── EXCERPTED TEXT ──
Bernays, previously a sci-fi high-concept writer, in this dramatic setting uses human frailty and Tom’s inevitable alteration into dementia as his romance high concept. Much like intrepid galactic explorers on a new planet, Tom and Vivian are shown to travel to new worlds, which nonetheless have their own internal logic – what happens when one half of a partnership is going to forget the other?

Frances Grey and Mark Arends are spectacularly genuine as Vivian and Tom. Grey turns what could be a dull “straight-laced girlfriend of the artist” into the living, breathing, beating, screaming, heart of the play. Grey carries many of the scenes when Arends as Tom remains muted, warped into silence by his disease, and she similarly slides between doctor, daughter, and wife characters without disrupting the story’s emotional narrative. Arends meanwhile never tips over into caricature as he shows Tom in later life, while as the youthful, cheeky Tom, and ageing “cool” Dad, he exudes adorable charm that makes their romance feel all the more real.

And yet, the cruelty of dementia’s deteriorating effect on romance is rammed home in the memory-based set pieces of their relationship – learning the steps of the foxtrot, Tom flirting in his intentionally misremembered French. Even their first meeting is based on phony confusion. Bernays is toying with our hearts, yet never relishes in the pain caused by knowing Tom’s fate.
───
◆ **SET OF TASKS**:
1. Translate this sentence from the review into Spanish: "Frances Grey and Mark Arends are spectacularly genuine as Vivian and Tom."
2. Reproduce the passage of the review starting with "And yet, the" and going on through "knowing Tom’s fate.", without changing a word.
── DATASET CONTENT ──
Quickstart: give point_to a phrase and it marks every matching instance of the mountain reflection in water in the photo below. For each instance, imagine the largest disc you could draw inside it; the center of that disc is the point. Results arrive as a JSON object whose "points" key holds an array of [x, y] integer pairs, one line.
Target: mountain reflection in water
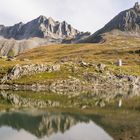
{"points": [[50, 126]]}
───
◆ **EXPECTED RESULTS**:
1. Frances Grey y Mark Arends resultan espectacularmente auténticos como Vivian y Tom.

2.
And yet, the cruelty of dementia’s deteriorating effect on romance is rammed home in the memory-based set pieces of their relationship – learning the steps of the foxtrot, Tom flirting in his intentionally misremembered French. Even their first meeting is based on phony confusion. Bernays is toying with our hearts, yet never relishes in the pain caused by knowing Tom’s fate.